__Instructions__.
- a) From the serverless WordPress article, quote the stretch from "It's also worth" through "you achieve that.".
- b) According to the serverless WordPress article, why should you always use the highest PHP version that WordPress supports?

__Document excerpt__.
Serverless WordPress architecture on AWS
Carl Alexander
Posted on August 17, 2021
Serverless PHP is a new exciting technology that has the potential to remove a lot of the burden of hosting PHP applications. One type of application that has the most to gain from serverless PHP is WordPress. Serverless PHP eases the burden of scaling WordPress while offering the same performance benefits that you'd get with a top tier host.
To understand how serverless PHP works with WordPress, we'll look at the current state of the modern WordPress server architecture. This architecture has evolved a lot over the last decade. (You can read more about it here.) Gone are the days of just hosting a WordPress site with an Apache server! There's a lot more to hosting a WordPress site now.
The good news is that hosting a serverless WordPress site looks a lot like it does with a modern WordPress server stack. The big change is that you're going to replace a lot of the architecture components with services from a cloud provider.
Now, the services that you'll use and how they fit together will vary from one cloud provider to another. With serverless PHP, the most popular cloud provider is AWS. That's why we'll focus on serverless WordPress architecture on AWS.
It's also worth noting that this is the same architecture that you'd get using Ymir. The only difference is that Ymir takes care of managing it all for you. (That's also why it's a DevOps platform.) But if you don't mind putting all the pieces together yourself or with the help of another tool (such as the serverless framework, this article will help you achieve that.
The modern WordPress server architecture
Let's begin with the modern WordPress server architecture. What does it like? Below is a diagram that shows the big picture of what's going on when a browser makes a request for a WordPress page.
Caching before PHP
First, the HTTP request your browser makes is going to hit a HTTP cache. This HTTP cache could be a combination of a content delivery network (also known as CDN) like Cloudflare, a dedicated server like Varnish or a page caching plugin. But whatever you're using, the goal is the same.
You want to cache WordPress responses.
That's because if PHP (and by extension WordPress) is a lot slower than your HTTP cache. So you want your HTTP responses to come from the HTTP cache as much as possible. If the HTTP cache can't respond to your request, then it'll forward the request to WordPress.
Caching on the PHP side
Once you hit PHP, things are a bit more straightforward. The higher the PHP version, the faster WordPress runs. That's why you always try to use the highest PHP version that WordPress supports.

__Data extract__.

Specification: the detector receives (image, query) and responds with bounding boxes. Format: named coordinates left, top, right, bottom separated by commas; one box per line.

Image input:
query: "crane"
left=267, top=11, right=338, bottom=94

__Per-task answers__.
- a)
It's also worth noting that this is the same architecture that you'd get using Ymir. The only difference is that Ymir takes care of managing it all for you. (That's also why it's a DevOps platform.) But if you don't mind putting all the pieces together yourself or with the help of another tool (such as the serverless framework, this article will help you achieve that.

- b) The higher the PHP version, the faster WordPress runs, so using the highest supported version gives the best speed.